[Natural-language object grounding data]
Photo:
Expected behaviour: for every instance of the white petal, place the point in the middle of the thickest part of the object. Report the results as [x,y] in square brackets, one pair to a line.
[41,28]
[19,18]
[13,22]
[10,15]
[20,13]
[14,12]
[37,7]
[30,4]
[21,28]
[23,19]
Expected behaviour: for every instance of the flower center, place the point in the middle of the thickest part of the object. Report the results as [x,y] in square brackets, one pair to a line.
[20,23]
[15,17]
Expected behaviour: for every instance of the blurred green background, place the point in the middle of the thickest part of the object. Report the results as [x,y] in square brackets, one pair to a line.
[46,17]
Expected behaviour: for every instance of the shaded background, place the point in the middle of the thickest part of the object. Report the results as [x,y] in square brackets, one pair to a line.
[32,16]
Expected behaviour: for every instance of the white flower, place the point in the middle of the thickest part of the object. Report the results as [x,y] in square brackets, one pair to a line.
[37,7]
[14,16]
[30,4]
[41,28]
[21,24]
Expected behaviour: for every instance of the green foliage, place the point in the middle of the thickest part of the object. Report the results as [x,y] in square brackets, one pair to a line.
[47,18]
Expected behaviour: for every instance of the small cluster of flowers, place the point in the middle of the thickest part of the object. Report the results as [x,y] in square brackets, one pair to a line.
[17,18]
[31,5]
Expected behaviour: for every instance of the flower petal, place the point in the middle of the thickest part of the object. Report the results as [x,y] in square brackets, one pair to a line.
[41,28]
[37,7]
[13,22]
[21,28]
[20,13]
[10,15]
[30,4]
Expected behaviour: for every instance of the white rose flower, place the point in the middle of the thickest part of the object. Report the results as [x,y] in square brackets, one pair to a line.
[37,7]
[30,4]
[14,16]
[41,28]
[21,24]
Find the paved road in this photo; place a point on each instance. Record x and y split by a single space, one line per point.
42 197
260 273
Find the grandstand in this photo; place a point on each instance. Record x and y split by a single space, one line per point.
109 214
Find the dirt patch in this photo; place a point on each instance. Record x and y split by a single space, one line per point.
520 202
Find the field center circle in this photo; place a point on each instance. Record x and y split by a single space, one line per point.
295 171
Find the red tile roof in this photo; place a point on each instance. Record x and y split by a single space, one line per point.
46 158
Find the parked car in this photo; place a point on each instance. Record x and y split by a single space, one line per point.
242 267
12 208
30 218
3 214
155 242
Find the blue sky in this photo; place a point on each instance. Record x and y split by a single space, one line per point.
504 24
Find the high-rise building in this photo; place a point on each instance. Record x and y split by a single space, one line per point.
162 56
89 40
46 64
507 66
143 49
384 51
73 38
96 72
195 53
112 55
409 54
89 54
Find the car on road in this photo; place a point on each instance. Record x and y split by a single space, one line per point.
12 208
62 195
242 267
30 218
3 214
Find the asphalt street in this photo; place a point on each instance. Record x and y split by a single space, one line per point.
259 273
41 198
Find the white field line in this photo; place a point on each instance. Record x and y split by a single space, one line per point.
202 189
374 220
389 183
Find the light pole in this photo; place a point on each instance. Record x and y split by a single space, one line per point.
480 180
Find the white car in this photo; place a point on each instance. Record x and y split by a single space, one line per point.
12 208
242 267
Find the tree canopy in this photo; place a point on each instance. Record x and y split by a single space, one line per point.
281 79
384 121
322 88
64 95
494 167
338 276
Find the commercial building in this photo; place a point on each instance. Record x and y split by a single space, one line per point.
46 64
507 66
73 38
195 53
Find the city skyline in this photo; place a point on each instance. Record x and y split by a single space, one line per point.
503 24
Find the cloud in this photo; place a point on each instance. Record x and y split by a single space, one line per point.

▸ Required action:
Set the records down again in full, exactly as they read.

▸ Answer section:
Photo:
Expected behaviour: for every instance of the white petal, place the point in the middle of the thickest part of the object. Report the results as [x,y] in square brackets, one pair to a line.
[41,28]
[19,18]
[13,22]
[10,15]
[20,13]
[14,12]
[37,7]
[30,4]
[21,28]
[23,19]
Expected behaviour: for every instance of the flower center, place the point in the middle of the thickest part of the object. Report the results as [x,y] in square brackets, one pair to a line.
[20,23]
[15,17]
Expected behaviour: for every instance of the blurred green background, place the point in the middle of the thickest part of the object. Report the results as [x,y] in square brackets, one pair to a line.
[46,17]
Expected behaviour: for every instance of the shaded background, place the point in the middle of the thickest part of the object. Report the results as [x,y] in square brackets, one pair to a line.
[32,16]
Expected behaviour: for every instance of the white flower, place the point in the middle of the thickest part of the object. Report the results as [x,y] in square brackets, one pair to a line.
[37,7]
[14,16]
[30,4]
[41,28]
[21,24]
Expected behaviour: for every instance of the green foliage, place the point in the middle of the thickest part of the object. Report the results as [x,y] in square brackets, one pair to a line.
[47,18]
Expected behaviour: for every instance of the small cluster of flowers, place the point in the middle of the thickest part of the object. Report the results as [x,y] in square brackets, one pair to a line.
[17,18]
[31,5]
Expected behaviour: for every instance of the flower petal, place the point in the middle of the thickest part of the object. Report the results as [x,y] in square brackets, one pair to a line.
[41,28]
[37,7]
[13,22]
[21,28]
[20,13]
[10,15]
[30,4]
Expected behaviour: for every instance of the white rose flower, place the point in the middle of the thickest part of the object. Report the results as [x,y] in square brackets, one pair to a line.
[37,7]
[30,4]
[14,16]
[41,28]
[21,24]
Find the paved road in this photo; place a point on each instance. Record x and y split by a single space, one line per point.
42 197
260 273
Find the grandstand in this photo; place a point on each instance. Record x and y split by a single space, one line per point.
109 214
Find the dirt patch in this photo; place a point on each instance. Record x and y split by a single space, one line per point.
520 202
Find the field center circle in this photo; place a point on each instance. Record x and y split by a single space, one line per point.
295 171
Find the red tile roof in this photo; place a point on each instance. Record x and y split by a single space, one line per point.
46 158
Find the parked car in this photo; place a point on each instance. Record x and y split by a single space, one line per point.
242 267
12 208
30 218
3 214
155 242
Find the blue sky in this photo; place a point on each instance. Record x and y split by a single space, one line per point.
504 24
Find the high-rise building in this photo; place a point on each instance. Record x and y split by a single space, one line per point.
162 56
89 40
46 64
507 66
143 49
384 51
73 38
96 72
195 53
112 55
409 54
89 54
Find the car on road in this photo; place a point on each instance. Record x and y split by a single space, one line per point.
12 208
62 195
242 267
30 218
3 214
Find the asphalt street in this photo; place a point on each instance. Record x and y split by a single space, one line per point.
259 273
41 198
Find the white field line in this photo; place a point on each instance. Record x and y split by a single space, one line per point.
202 189
374 220
389 183
Find the light pole in this photo; place a point on each instance. Record x and y split by a single space, one line per point.
480 180
Find the white car in this photo; place a point on each instance. Record x and y split by a single space, one line per point.
12 208
242 267
Find the tree canopy in this photo; place a point on each instance. Record x and y split by a single space, one line per point.
281 79
384 121
322 88
64 95
494 167
338 276
Find the commercial building in this photo; place a point on each instance. Record x and y split by a single space, one line per point.
46 64
507 66
73 38
195 53
Find the city skyline in this photo; place a point on each instance. Record x and y split by a single space, one line per point.
503 24
Find the cloud in this photo; place a point on each instance. Record x and y split by a single space, one line per point.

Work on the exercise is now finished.